* BRIEF *
Reproduce all of the data word for word.

[Stored items]
****

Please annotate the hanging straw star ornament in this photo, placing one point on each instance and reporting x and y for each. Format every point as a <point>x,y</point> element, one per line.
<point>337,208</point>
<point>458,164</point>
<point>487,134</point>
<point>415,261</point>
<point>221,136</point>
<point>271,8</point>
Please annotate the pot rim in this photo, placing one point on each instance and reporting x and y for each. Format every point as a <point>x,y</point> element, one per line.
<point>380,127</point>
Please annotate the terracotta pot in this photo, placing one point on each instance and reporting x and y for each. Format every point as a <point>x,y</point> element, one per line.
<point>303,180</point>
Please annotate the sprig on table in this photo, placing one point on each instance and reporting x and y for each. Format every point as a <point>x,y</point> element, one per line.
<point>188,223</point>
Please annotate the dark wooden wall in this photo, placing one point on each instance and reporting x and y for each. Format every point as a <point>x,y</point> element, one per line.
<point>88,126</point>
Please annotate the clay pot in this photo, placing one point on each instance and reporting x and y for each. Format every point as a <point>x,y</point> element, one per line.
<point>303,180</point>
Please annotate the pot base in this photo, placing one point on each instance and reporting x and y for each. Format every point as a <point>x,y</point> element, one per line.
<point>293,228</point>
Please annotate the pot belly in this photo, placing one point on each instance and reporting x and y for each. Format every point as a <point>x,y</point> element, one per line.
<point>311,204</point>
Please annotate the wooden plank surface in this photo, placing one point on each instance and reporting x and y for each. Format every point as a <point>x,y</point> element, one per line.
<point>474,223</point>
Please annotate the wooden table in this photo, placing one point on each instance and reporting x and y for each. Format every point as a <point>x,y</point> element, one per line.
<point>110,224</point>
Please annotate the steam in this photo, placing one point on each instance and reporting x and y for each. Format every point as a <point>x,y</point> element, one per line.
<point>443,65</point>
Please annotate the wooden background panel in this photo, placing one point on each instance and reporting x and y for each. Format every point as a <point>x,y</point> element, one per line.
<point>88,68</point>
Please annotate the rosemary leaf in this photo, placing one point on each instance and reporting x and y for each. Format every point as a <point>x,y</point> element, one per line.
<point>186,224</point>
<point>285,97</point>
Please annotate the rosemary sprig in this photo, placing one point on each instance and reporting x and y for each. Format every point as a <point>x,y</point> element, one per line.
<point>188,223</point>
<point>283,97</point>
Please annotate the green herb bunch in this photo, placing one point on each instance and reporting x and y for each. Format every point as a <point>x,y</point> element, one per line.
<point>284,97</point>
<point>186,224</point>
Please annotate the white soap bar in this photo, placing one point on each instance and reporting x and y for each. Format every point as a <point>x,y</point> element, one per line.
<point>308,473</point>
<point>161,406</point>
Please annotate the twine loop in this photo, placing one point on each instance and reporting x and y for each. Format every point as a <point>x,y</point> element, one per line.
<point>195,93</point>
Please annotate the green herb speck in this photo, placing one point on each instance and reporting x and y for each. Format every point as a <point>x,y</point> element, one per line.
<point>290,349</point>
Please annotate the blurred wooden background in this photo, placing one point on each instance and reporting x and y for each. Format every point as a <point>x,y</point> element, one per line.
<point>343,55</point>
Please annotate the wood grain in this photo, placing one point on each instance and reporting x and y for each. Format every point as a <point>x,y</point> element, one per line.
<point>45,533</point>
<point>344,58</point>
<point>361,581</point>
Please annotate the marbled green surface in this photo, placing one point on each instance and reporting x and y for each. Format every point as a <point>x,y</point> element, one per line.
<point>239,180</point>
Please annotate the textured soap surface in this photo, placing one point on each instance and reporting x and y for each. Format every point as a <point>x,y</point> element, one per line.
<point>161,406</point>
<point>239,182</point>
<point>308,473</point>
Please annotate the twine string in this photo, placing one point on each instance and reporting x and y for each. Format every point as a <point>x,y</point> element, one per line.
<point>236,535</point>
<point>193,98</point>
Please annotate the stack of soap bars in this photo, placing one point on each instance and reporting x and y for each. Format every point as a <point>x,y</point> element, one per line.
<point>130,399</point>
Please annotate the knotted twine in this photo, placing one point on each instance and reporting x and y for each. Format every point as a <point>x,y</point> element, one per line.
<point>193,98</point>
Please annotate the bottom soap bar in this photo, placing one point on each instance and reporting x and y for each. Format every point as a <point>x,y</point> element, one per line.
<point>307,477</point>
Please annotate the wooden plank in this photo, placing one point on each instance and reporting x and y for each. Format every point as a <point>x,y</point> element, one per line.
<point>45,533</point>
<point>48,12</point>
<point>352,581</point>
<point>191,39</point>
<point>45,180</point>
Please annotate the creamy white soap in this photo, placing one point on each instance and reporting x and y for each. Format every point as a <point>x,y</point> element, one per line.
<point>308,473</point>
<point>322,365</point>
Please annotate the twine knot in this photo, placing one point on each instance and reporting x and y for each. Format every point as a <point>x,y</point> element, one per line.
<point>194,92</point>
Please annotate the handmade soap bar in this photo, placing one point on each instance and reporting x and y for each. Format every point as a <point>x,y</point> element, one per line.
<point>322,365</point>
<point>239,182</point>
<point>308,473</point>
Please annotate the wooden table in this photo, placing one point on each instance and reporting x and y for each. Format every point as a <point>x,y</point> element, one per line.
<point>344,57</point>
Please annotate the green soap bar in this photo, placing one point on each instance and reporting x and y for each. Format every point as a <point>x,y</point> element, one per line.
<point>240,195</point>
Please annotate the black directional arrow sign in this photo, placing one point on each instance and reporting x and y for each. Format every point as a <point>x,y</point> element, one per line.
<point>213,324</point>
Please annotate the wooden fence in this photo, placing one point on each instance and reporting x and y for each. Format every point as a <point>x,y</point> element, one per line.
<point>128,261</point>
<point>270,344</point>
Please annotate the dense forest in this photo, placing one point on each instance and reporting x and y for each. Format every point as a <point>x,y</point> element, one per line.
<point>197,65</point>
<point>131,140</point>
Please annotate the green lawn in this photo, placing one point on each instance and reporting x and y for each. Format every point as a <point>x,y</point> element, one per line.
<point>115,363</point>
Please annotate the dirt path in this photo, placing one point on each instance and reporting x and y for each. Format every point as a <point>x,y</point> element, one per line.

****

* RESULT *
Please annotate the hanging straw star ornament in this photo, placing one point on each instance and reporting x and y for each. Format every point as a <point>x,y</point> element, one per line.
<point>337,208</point>
<point>458,164</point>
<point>487,134</point>
<point>415,261</point>
<point>221,136</point>
<point>271,8</point>
Please annotate the pot rim in this photo, placing one point on each instance and reporting x and y for each. Format every point as a <point>x,y</point> element, one per line.
<point>380,127</point>
Please annotate the terracotta pot in this photo, placing one point on each instance and reporting x and y for each. Format every point as a <point>x,y</point> element, one per line.
<point>303,180</point>
Please annotate the sprig on table in this photo, placing one point on each instance and reporting x and y for each. Format every point as a <point>x,y</point> element, one per line.
<point>188,223</point>
Please annotate the dark wooden wall in this photo, placing one point on each instance and reporting x and y for each. Format every point as a <point>x,y</point> element, one per line.
<point>88,126</point>
Please annotate the clay pot in this photo, placing one point on each instance and reporting x and y for each. Format every point as a <point>x,y</point> element, one per line.
<point>303,180</point>
Please annotate the pot base in this photo, placing one point on each instance and reporting x and y for each. Format every point as a <point>x,y</point> element, one per line.
<point>293,228</point>
Please annotate the pot belly in this photo, placing one point on each instance and reporting x and y for each. Format every point as a <point>x,y</point> element, one per line.
<point>311,204</point>
Please annotate the wooden plank surface in this photo, placing one point on each instance and reporting x and y for each. Format every point as a <point>x,y</point> element, one per line.
<point>474,223</point>
Please annotate the wooden table in this photo, placing one point on each instance and reporting x and y for each. Format every point as a <point>x,y</point> element, one per line.
<point>110,224</point>
Please annotate the steam in this photo, placing one point on each instance and reporting x and y for each. Format every point as a <point>x,y</point> element, one per line.
<point>443,65</point>
Please annotate the wooden background panel in this photo, placing one point on each instance and reporting x and y for each. Format every point as a <point>x,y</point> element, one per line.
<point>88,68</point>
Please annotate the rosemary leaf in this photo, placing one point on each instance and reporting x and y for each. Format every point as a <point>x,y</point> element, one per line.
<point>186,224</point>
<point>285,97</point>
Please annotate the rosemary sprig in this photo, placing one point on each instance and reporting x and y for each. Format every point as a <point>x,y</point> element, one per line.
<point>188,223</point>
<point>283,97</point>
Please annotate the green herb bunch in this photo, placing one point on each instance and reporting x and y for each. Format every point as a <point>x,y</point> element, one per line.
<point>284,97</point>
<point>186,224</point>
Please annotate the white soap bar in this photo, placing one point on each instance and reporting x and y for each. Format every point as a <point>x,y</point> element, one per line.
<point>308,473</point>
<point>161,406</point>
Please annotate the twine loop in this photo, placing one point on each instance and reporting x and y for each. Format every point as a <point>x,y</point> element, one per line.
<point>195,93</point>
Please annotate the green herb speck in this photo, placing one point on each instance and reporting x and y for each. Format every point as a <point>x,y</point> element, one per line.
<point>290,349</point>
Please annotate the blurred wooden background in this photo, placing one point on each instance and reporting x and y for each. Format every point as a <point>x,y</point> element, one per line.
<point>343,55</point>
Please annotate the wood grain in this photo, placing one point on each instance and reporting x and y for each. Format every point as a <point>x,y</point> element, one per line.
<point>45,533</point>
<point>344,58</point>
<point>361,581</point>
Please annotate the marbled green surface in this photo, placing one point on each instance and reporting x and y for each. Format every point as a <point>x,y</point> element, one per line.
<point>239,180</point>
Please annotate the textured soap surface in this photo, placing one point on each instance and reporting x and y for each. Format every point as a <point>x,y</point> element, one per line.
<point>161,406</point>
<point>239,182</point>
<point>308,473</point>
Please annotate the twine string in this photo, placing one point on each instance and reporting x and y for each. Format every point as a <point>x,y</point> element, one per line.
<point>236,535</point>
<point>193,98</point>
Please annotate the stack of soap bars in this photo, placing one point on each instance and reporting x and y for each. Format every point as a <point>x,y</point> element, one per line.
<point>130,399</point>
Please annotate the knotted twine in this photo, placing one point on each instance and reporting x and y for each. Format every point as a <point>x,y</point> element, one per line.
<point>193,98</point>
Please annotate the bottom soap bar in this photo, placing one point on each instance and reporting x and y for each. Format every point as a <point>x,y</point> element, one per line.
<point>307,477</point>
Please annotate the wooden plank in this photo, placing one point on each instance and reporting x and y for each. Format every point as a <point>x,y</point> element, one per line.
<point>45,533</point>
<point>48,12</point>
<point>352,581</point>
<point>191,39</point>
<point>45,180</point>
Please annotate the creamy white soap in this photo, placing one point on each instance and reporting x and y for each. Format every point as a <point>x,y</point> element, one per line.
<point>308,473</point>
<point>322,365</point>
Please annotate the twine knot in this photo, placing one point on each instance and reporting x and y for each. Format every point as a <point>x,y</point> element, one per line.
<point>194,92</point>
Please annotate the handmade soap bar in this photo, placing one point on each instance and reporting x and y for each. Format every point as a <point>x,y</point> element, one per line.
<point>322,365</point>
<point>239,182</point>
<point>308,473</point>
Please annotate the wooden table in this photo, placing one point on each instance and reporting x and y for each. Format every point as a <point>x,y</point> element, one per line.
<point>344,57</point>
Please annotate the green soap bar in this photo, placing one point on each instance and reporting x and y for each. Format every point as a <point>x,y</point> element, one per line.
<point>240,195</point>
Please annotate the black directional arrow sign in this photo, placing one point on each instance and reporting x and y for each. Format every point as a <point>x,y</point> element, one per line.
<point>213,324</point>
Please annotate the wooden fence in this photo, placing one point on each instance and reporting x and y for each. Format every point as a <point>x,y</point> element, one per line.
<point>128,261</point>
<point>270,344</point>
Please annotate the dense forest in this photo, placing one point on each instance and reporting x and y for each. Format every point as a <point>x,y</point> element, one per line.
<point>197,65</point>
<point>131,140</point>
Please annotate the green lawn in this photo, placing one point on each instance and reporting x and y for each. Format every point as a <point>x,y</point> element, one per line.
<point>115,363</point>
Please annotate the dirt path in this photo, placing one point on each instance and reporting x and y for each. Format every point as a <point>x,y</point> element, one per line.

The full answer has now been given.